> EXCERPT:
● ● ● ● ● ● ●
“Sometimes silence works”: Words and Withdrawals in Kiriti Sengupta’s Oneness
Kiriti Sengupta’s Oneness (2024) is a condensed capsule of poetry, one that weaves multiple strains of being into an organic unity. With his vivid and sonic juxtapositions, the compositions in the new collection both obfuscate and enlighten the reader.
Kiriti Sengupta’s Oneness, (Transcendent Zero Press, 2024) is a condensed capsule of poetry, one that—as the collection’s cover image suggests—weaves multiple strains of being into an organic unity. The jacket art by Bitan Chakraborty may be taken to mean an astral network, or equally, a living cell, signifying not only the interconnectedness of all matter, but the similarities between the transcendent and the immanent.
Early on in Oneness, a haiku in its juxtaposition of “moon” and “fireflies”, emphasizes precisely this connection between the cosmic and the coleopteric; the elemental and the infinitesimal:
full moon
across the landscape
fireflies
The expanse of landscape—in the middle line above both structurally and stylistically—yokes the images of moon and fireflies. Belying their difference in size and category, they share a simulacrum in their shine (reflected in the case of the former and emitted in that of the latter) and draws the pairing into a unity.
In the poem “Arrangements”, the speaker maintains that visions delude, as eyes are not necessarily equipped for true cognition. Art, feels the speaker, is to be shared as it does not belong only to its creator. The artist’s space may be shared by other artisans, even as his canvases belong to all. Such a communitarian attitude to art perhaps ties up with the poet’s understanding of “oneness”, the unifying motif in the collection.
● ● ● ● ● ● ●
> ACTION ITEM A: Please translate this sentence from the essay into French: "Art, feels the speaker, is to be shared as it does not belong only to its creator."
> ACTION ITEM B: According to the essay, who made the jacket art for Oneness?
> ACTION ITEM C: Retype the part of the essay that begins at the words "In the poem" and stops after "in the collection.".

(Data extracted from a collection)
● ● ● ● ● ● ●
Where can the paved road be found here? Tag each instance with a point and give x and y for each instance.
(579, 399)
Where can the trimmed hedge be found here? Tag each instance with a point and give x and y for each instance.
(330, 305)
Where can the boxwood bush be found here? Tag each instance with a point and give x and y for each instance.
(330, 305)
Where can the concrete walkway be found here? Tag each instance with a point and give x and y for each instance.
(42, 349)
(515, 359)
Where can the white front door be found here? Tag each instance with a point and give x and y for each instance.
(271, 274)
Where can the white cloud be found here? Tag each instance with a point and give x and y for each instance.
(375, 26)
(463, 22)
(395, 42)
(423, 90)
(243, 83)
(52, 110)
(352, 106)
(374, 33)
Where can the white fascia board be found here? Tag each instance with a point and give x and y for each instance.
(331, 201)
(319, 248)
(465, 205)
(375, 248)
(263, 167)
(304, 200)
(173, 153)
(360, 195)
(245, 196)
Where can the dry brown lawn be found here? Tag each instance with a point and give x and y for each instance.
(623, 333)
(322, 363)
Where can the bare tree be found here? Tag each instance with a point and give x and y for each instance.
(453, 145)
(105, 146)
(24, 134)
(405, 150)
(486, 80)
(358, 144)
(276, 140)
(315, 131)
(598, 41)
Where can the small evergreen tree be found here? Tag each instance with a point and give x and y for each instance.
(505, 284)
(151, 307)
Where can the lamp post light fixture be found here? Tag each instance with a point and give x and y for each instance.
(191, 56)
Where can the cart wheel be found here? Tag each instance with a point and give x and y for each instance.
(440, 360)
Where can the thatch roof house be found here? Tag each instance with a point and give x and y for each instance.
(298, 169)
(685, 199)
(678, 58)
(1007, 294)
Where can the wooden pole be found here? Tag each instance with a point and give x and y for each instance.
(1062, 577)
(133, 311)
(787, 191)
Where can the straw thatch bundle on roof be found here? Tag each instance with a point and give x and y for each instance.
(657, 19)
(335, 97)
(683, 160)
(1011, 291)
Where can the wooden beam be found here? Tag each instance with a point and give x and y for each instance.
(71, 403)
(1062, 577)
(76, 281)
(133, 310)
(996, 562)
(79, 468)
● ● ● ● ● ● ●
> ANSWER BOX A: L’art, selon le locuteur, doit être partagé, car il n’appartient pas seulement à son créateur.

> ANSWER BOX B: Bitan Chakraborty

> ANSWER BOX C:
In the poem “Arrangements”, the speaker maintains that visions delude, as eyes are not necessarily equipped for true cognition. Art, feels the speaker, is to be shared as it does not belong only to its creator. The artist’s space may be shared by other artisans, even as his canvases belong to all. Such a communitarian attitude to art perhaps ties up with the poet’s understanding of “oneness”, the unifying motif in the collection.